Required work: All entries that follow are to be written out verbatim.

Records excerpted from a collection
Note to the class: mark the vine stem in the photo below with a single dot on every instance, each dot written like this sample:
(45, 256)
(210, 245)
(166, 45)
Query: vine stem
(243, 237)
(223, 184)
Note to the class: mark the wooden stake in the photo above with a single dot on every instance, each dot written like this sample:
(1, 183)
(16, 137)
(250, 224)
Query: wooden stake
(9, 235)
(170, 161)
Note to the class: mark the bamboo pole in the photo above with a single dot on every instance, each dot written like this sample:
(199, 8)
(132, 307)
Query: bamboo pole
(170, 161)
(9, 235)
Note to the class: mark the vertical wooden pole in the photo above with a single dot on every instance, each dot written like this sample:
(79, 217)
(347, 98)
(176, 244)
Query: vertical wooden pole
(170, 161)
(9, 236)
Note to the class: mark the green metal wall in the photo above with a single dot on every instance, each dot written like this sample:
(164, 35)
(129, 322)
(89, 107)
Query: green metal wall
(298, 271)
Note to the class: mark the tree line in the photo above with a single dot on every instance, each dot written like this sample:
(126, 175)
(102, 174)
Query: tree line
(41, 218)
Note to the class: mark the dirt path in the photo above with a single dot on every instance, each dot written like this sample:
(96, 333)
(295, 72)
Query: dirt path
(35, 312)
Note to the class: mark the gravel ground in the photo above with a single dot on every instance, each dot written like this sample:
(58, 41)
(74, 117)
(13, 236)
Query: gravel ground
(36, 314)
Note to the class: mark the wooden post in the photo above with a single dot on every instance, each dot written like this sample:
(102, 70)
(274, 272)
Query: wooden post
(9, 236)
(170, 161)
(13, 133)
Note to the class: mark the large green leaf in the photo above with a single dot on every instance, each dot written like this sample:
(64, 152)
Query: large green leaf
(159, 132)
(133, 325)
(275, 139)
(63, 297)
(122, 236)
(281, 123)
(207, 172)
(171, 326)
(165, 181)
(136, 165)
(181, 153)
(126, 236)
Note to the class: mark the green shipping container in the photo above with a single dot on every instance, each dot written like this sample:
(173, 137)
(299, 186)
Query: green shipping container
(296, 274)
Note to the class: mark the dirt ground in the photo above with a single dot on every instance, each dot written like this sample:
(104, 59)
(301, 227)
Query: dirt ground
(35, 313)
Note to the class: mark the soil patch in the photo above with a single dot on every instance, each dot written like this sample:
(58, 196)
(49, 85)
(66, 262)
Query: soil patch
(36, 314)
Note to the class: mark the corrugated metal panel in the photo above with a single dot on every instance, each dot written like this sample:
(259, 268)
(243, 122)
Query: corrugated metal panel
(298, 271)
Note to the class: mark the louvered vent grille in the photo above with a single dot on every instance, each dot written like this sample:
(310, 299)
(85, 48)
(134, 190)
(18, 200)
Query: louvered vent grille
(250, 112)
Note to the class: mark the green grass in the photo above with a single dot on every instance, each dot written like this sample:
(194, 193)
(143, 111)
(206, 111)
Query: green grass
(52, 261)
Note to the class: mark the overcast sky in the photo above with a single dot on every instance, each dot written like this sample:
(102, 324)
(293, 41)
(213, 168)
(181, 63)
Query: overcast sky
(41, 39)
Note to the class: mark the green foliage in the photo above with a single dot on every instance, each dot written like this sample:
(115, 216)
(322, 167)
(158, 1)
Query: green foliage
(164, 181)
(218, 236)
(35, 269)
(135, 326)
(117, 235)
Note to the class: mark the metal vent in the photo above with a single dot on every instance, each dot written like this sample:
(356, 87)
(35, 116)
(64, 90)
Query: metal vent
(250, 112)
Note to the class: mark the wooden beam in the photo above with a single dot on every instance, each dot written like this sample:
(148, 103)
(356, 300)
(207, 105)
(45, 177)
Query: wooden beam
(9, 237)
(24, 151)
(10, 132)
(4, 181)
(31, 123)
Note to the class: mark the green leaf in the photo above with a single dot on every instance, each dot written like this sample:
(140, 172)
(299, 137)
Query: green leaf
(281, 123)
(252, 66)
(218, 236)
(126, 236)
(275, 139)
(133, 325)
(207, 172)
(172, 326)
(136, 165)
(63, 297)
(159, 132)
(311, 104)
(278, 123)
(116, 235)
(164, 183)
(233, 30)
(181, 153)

Response area:
Note to the class: mark the vine stem in the photo below with a single dot on every instance, each dot written like this sample:
(45, 256)
(210, 245)
(166, 45)
Query: vine stem
(243, 237)
(223, 184)
Note to the class: mark the wooden stake in the photo above with a single dot on every instance, each dot written like this sample:
(1, 183)
(16, 137)
(250, 224)
Query: wooden stake
(9, 235)
(170, 161)
Note to the class: mark the bamboo pole in the photo above with a single dot on every instance, each dot written like this sample:
(199, 8)
(132, 307)
Query: bamboo pole
(170, 161)
(9, 235)
Note to the class: mark the vertical wooden pole in the photo above with a single dot on every instance, each dot written like this sample:
(79, 217)
(347, 98)
(176, 244)
Query: vertical wooden pole
(170, 161)
(9, 236)
Note to the class: mark the green metal wall in the photo above with a single dot on every instance, each dot written like this sample:
(164, 35)
(129, 322)
(89, 107)
Query: green metal wall
(298, 271)
Note to the class: mark the tree line in the photo above with a single dot on every instance, each dot written like this sample:
(126, 175)
(102, 174)
Query: tree line
(41, 218)
Note to the class: mark the dirt path in the photo above with a single dot on every instance, each dot written like this sample:
(96, 333)
(295, 72)
Query: dirt path
(35, 312)
Note to the class: mark the gravel ground in the photo above with a single dot on every instance, each dot written like this sample:
(58, 41)
(74, 117)
(13, 236)
Query: gravel ground
(36, 314)
Note to the class: mark the wooden post in the photo above with a single dot on every instance, each dot written like this sample:
(102, 70)
(274, 272)
Query: wooden post
(9, 236)
(170, 161)
(13, 133)
Note to the class: mark the large green leaf in the photo above with a single dot on every instance, each dot written like this sample:
(64, 152)
Query: large green leaf
(159, 132)
(133, 325)
(275, 139)
(63, 297)
(122, 236)
(281, 123)
(207, 172)
(171, 326)
(165, 181)
(136, 165)
(181, 153)
(126, 236)
Note to the class: mark the green shipping container in the photo above with a single dot on every instance, each dot written like this sample:
(173, 137)
(299, 186)
Query: green shipping container
(296, 274)
Note to the class: mark the dirt ground in the photo above with a single dot on every instance, each dot written like this sample:
(104, 59)
(301, 227)
Query: dirt ground
(35, 313)
Note to the class: mark the soil patch in the photo above with a single dot on every instance, each dot written like this sample:
(58, 196)
(49, 85)
(66, 262)
Query: soil patch
(36, 314)
Note to the class: mark the corrugated metal panel in the photo above with a single dot on every instance, each dot written like this sample:
(259, 268)
(243, 122)
Query: corrugated metal panel
(298, 271)
Note to the class: mark the louvered vent grille in the photo above with a single dot on every instance, each dot written like this sample:
(310, 299)
(85, 48)
(134, 190)
(18, 200)
Query: louvered vent grille
(250, 112)
Note to the class: mark the green grass in the photo above with a single dot on every instance, each dot written like this sample:
(194, 193)
(143, 111)
(206, 111)
Query: green grass
(52, 261)
Note to the class: mark the overcast sky in the photo above with a single dot on every instance, each dot written like this sample:
(102, 324)
(293, 41)
(213, 168)
(181, 63)
Query: overcast sky
(41, 39)
Note to the class: mark the green foliage in the photo above with a single dot on every instance, each dot written like this sample:
(115, 216)
(322, 167)
(158, 1)
Query: green foliage
(164, 181)
(218, 236)
(35, 269)
(135, 326)
(117, 235)
Note to the class: mark the metal vent in the photo above with a single dot on every instance, each dot written like this sample:
(356, 87)
(35, 116)
(64, 90)
Query: metal vent
(250, 112)
Note to the class: mark the wooden beam in the photo above with a single dot on every instance, each dot written like this sample:
(148, 103)
(356, 300)
(207, 105)
(45, 177)
Query: wooden beam
(9, 237)
(24, 151)
(10, 132)
(4, 181)
(31, 123)
Note to the class: mark the green leaf in the photo above with a single dot on every instance, each dot written like this sample:
(140, 172)
(299, 137)
Query: green leaf
(281, 123)
(252, 66)
(218, 236)
(126, 236)
(275, 139)
(133, 325)
(207, 172)
(172, 326)
(136, 165)
(63, 297)
(159, 132)
(311, 104)
(278, 123)
(116, 235)
(164, 183)
(233, 30)
(181, 153)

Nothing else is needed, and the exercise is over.